Need help in scaling up my elasticsearch-logstash-graylog setup

Hi All,

My task is to have a centralized log analysis tool that can accommodate 500 GB of log files; and can search for anything within seconds from it. So, had a basic setup of Graylog with elasticsearch and logstash.
To start, I tried reading one log file using logstash and stored it in elasticsearch. And am able to visualize them in the Graylog web interface.

Now i need to scale up the setup so that I can index 500 GB of data in elasticsearch.
Is it possible to read these many files through logstash and index to elasticsearch?
Will mongodb helpful in this scenario?
How should I scale up my architecture in terms of: elasticsearch nodes, RAM, CPU Power, ES-heap size and many more... so that I can meet the requirements of the task.

Currently have 4 GB RAM in my VM
CentOS 7
Elasticsearch: v 1.7.5
Logstash: v 2.2.2
Graylog: v 1.3

Kindly help me with my questions. I am very new to this environment.
Thanks.

Hi,

Yes we can Represent huge volumes of elasticsearch for sure.Only way we have to choose good good hardware. so these are depending on how many shards per index ,how many replicas for shard , is data will grow in future ...?

How many dedicated master nodes , how many data nodes we want to choose ..all these parameters will take care of you es cluster stability and search capability since you are representing huge data.

Thanks
phani

Thanks @Phani_Nadiminti for replying.

The data will grow and can reach upto 1TB.
As my focus is on high searching capability I need 2 replica shards and 15 primary shards.

With 1 master node and 2 data nodes, is it fine to deploy the setup (if all the nodes have 8 GB RAM)?
I am not sure about the number of nodes to use. Can you please suggest me. I don't want to get stuck in the future due to any of this.
Thanks a lot.

= Extracted entries =
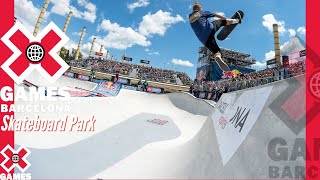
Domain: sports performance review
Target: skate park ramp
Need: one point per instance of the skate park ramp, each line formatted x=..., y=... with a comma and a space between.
x=147, y=136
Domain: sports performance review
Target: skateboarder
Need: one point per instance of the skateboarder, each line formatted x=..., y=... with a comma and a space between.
x=206, y=30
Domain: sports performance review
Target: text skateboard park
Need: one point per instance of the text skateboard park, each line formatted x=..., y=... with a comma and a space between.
x=139, y=89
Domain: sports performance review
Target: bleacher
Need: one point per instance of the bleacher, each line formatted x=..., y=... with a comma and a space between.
x=141, y=72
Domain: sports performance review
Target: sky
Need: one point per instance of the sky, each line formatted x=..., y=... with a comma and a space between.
x=159, y=30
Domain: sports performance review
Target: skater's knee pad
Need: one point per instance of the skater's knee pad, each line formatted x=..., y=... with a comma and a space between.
x=223, y=22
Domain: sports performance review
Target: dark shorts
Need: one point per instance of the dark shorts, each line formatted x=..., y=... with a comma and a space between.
x=211, y=43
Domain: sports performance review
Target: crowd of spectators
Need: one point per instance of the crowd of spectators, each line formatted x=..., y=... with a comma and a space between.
x=106, y=66
x=214, y=90
x=142, y=72
x=184, y=78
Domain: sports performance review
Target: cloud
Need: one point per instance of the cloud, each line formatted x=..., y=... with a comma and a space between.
x=269, y=20
x=140, y=3
x=302, y=30
x=292, y=32
x=180, y=62
x=27, y=13
x=120, y=37
x=76, y=33
x=63, y=7
x=158, y=23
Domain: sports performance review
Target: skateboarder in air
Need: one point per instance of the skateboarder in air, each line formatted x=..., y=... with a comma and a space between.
x=205, y=30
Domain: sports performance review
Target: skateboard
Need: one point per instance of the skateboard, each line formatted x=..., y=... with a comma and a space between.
x=225, y=32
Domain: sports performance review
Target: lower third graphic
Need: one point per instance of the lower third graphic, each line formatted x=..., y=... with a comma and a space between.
x=15, y=158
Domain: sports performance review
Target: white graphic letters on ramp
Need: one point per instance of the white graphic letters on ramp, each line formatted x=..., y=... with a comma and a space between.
x=234, y=120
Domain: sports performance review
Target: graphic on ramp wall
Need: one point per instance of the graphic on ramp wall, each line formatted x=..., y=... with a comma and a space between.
x=86, y=158
x=108, y=88
x=233, y=120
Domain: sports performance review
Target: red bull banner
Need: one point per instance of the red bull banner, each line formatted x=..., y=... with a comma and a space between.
x=108, y=88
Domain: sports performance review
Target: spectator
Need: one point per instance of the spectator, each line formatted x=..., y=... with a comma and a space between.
x=145, y=85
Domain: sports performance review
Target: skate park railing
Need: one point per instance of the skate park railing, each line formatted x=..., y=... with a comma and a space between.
x=106, y=76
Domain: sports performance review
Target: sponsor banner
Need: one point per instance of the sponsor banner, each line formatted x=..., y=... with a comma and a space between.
x=302, y=53
x=108, y=88
x=227, y=74
x=270, y=62
x=216, y=73
x=233, y=120
x=127, y=58
x=144, y=61
x=120, y=80
x=69, y=74
x=99, y=54
x=312, y=89
x=154, y=89
x=7, y=14
x=132, y=88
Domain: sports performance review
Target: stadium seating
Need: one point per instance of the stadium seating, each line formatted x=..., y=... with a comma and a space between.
x=138, y=71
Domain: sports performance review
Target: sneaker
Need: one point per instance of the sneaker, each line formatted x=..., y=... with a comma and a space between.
x=223, y=66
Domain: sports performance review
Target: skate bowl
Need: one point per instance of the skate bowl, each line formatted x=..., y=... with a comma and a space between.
x=248, y=134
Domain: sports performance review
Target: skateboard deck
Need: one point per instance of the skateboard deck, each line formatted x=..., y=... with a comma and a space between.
x=226, y=31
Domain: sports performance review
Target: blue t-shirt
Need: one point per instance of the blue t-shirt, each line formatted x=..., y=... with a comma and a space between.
x=200, y=24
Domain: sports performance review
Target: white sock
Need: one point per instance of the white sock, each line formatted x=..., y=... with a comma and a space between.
x=235, y=21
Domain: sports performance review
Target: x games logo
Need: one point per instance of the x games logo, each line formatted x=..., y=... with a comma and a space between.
x=31, y=52
x=15, y=159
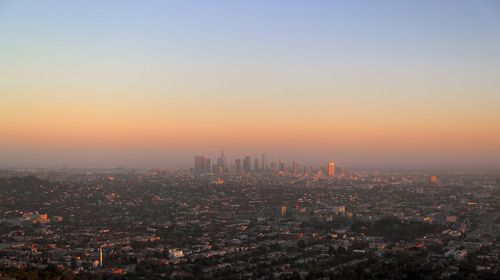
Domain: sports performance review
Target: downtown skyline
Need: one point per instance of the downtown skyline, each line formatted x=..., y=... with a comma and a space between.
x=150, y=84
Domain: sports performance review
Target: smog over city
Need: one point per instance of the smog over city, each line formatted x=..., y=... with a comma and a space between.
x=277, y=139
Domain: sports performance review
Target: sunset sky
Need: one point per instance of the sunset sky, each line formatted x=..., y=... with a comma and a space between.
x=153, y=83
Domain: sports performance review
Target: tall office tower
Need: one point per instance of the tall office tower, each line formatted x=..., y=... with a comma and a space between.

= Short problem =
In the forum thread on scaling a Graylog setup, how much RAM does the poster's VM have right now? The lines have nothing to do with this.

= Task solution =
4 GB